----- Dataset records
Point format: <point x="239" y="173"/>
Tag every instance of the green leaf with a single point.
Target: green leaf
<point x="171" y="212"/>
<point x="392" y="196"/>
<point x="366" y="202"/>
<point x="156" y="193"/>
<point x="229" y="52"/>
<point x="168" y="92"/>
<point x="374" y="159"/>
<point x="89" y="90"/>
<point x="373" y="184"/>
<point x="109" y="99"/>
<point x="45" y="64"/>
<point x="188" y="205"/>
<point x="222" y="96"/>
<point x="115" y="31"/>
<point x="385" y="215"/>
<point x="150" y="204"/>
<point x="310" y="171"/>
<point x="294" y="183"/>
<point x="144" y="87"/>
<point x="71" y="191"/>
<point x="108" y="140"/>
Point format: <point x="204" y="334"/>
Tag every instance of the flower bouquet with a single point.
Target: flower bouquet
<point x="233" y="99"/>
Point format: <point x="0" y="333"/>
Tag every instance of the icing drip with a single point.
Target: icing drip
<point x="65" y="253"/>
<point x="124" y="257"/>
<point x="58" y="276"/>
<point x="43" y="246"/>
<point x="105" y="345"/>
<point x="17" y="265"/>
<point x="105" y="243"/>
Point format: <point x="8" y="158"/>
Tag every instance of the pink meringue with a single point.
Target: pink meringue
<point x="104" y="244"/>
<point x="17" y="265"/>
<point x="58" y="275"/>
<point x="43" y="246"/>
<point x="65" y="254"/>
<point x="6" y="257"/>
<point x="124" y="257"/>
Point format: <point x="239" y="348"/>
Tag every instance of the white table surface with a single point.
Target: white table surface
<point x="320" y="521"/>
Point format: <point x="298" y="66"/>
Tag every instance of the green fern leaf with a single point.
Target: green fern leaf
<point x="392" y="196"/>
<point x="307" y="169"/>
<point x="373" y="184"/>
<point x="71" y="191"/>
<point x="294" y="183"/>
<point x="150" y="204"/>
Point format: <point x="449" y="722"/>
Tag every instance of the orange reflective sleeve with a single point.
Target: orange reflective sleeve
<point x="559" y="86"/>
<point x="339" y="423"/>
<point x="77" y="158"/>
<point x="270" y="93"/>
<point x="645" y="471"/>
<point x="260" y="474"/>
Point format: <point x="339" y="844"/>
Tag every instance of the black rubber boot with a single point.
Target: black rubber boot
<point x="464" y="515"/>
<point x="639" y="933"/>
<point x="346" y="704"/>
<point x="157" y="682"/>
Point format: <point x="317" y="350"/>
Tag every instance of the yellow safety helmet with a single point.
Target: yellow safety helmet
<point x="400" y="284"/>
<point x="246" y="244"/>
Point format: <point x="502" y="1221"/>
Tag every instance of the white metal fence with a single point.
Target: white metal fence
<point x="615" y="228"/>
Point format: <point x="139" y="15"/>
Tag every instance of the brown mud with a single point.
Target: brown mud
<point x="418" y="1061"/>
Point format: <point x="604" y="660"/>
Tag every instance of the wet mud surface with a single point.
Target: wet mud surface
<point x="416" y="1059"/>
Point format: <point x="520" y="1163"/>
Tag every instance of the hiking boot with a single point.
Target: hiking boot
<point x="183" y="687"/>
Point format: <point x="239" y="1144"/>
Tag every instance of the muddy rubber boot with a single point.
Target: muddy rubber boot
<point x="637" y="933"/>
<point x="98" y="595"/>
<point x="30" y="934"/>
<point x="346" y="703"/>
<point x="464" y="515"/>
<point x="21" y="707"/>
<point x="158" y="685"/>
----------
Instruction:
Write the entire listing out again, word for word.

Task solution:
Point format: <point x="239" y="173"/>
Tag every instance of the green leaf with a single point.
Target: green leaf
<point x="171" y="212"/>
<point x="392" y="196"/>
<point x="366" y="202"/>
<point x="156" y="193"/>
<point x="229" y="52"/>
<point x="168" y="92"/>
<point x="374" y="159"/>
<point x="89" y="90"/>
<point x="373" y="184"/>
<point x="109" y="99"/>
<point x="45" y="64"/>
<point x="188" y="205"/>
<point x="222" y="96"/>
<point x="115" y="31"/>
<point x="385" y="215"/>
<point x="150" y="204"/>
<point x="310" y="171"/>
<point x="294" y="183"/>
<point x="144" y="87"/>
<point x="71" y="191"/>
<point x="108" y="140"/>
Point format: <point x="204" y="334"/>
Tag every instance of the flower bouquet with a single point.
Target: flower bouquet
<point x="233" y="99"/>
Point format: <point x="0" y="333"/>
Tag every instance of the icing drip with a single point.
Target: icing drip
<point x="65" y="253"/>
<point x="124" y="257"/>
<point x="58" y="276"/>
<point x="43" y="246"/>
<point x="105" y="345"/>
<point x="17" y="265"/>
<point x="105" y="243"/>
Point format: <point x="8" y="158"/>
Tag every instance of the pink meringue with a single point.
Target: pink meringue
<point x="104" y="244"/>
<point x="17" y="265"/>
<point x="58" y="275"/>
<point x="43" y="246"/>
<point x="65" y="254"/>
<point x="6" y="257"/>
<point x="124" y="257"/>
Point format: <point x="239" y="348"/>
Tag every instance of the white table surface with a single point.
Target: white table surface
<point x="320" y="521"/>
Point format: <point x="298" y="66"/>
Tag every instance of the green fern leaf with a single point.
Target: green fern leaf
<point x="392" y="196"/>
<point x="307" y="169"/>
<point x="373" y="184"/>
<point x="71" y="191"/>
<point x="294" y="183"/>
<point x="150" y="204"/>
Point format: <point x="449" y="722"/>
Tag every instance of the orange reflective sleeve with a single point.
Target: orange reflective sleeve
<point x="559" y="86"/>
<point x="339" y="423"/>
<point x="77" y="158"/>
<point x="270" y="93"/>
<point x="645" y="471"/>
<point x="260" y="474"/>
Point format: <point x="339" y="844"/>
Tag every instance of the black rubber boot with a single point.
Target: black rubber boot
<point x="464" y="515"/>
<point x="639" y="933"/>
<point x="346" y="704"/>
<point x="157" y="682"/>
Point format: <point x="317" y="350"/>
Tag every instance of the yellow safety helmet with a single point.
Target: yellow safety helmet
<point x="400" y="284"/>
<point x="246" y="244"/>
Point format: <point x="502" y="1221"/>
Tag every instance of the white metal fence with a single point.
Target: white metal fence
<point x="615" y="228"/>
Point format: <point x="139" y="15"/>
Tag every instance of the brown mud with a single point.
Target: brown mud
<point x="418" y="1061"/>
Point format: <point x="604" y="660"/>
Tag every instance of the wet mud surface with a single point.
Target: wet mud surface
<point x="416" y="1059"/>
Point format: <point x="520" y="1163"/>
Tag every instance of the hiking boot with a single point.
Target: hiking boot
<point x="183" y="687"/>
Point format: <point x="239" y="1144"/>
Tag every instance of the muddy rubber boot with a single point.
Target: muddy rubber boot
<point x="637" y="933"/>
<point x="98" y="595"/>
<point x="30" y="934"/>
<point x="346" y="703"/>
<point x="464" y="515"/>
<point x="21" y="707"/>
<point x="158" y="685"/>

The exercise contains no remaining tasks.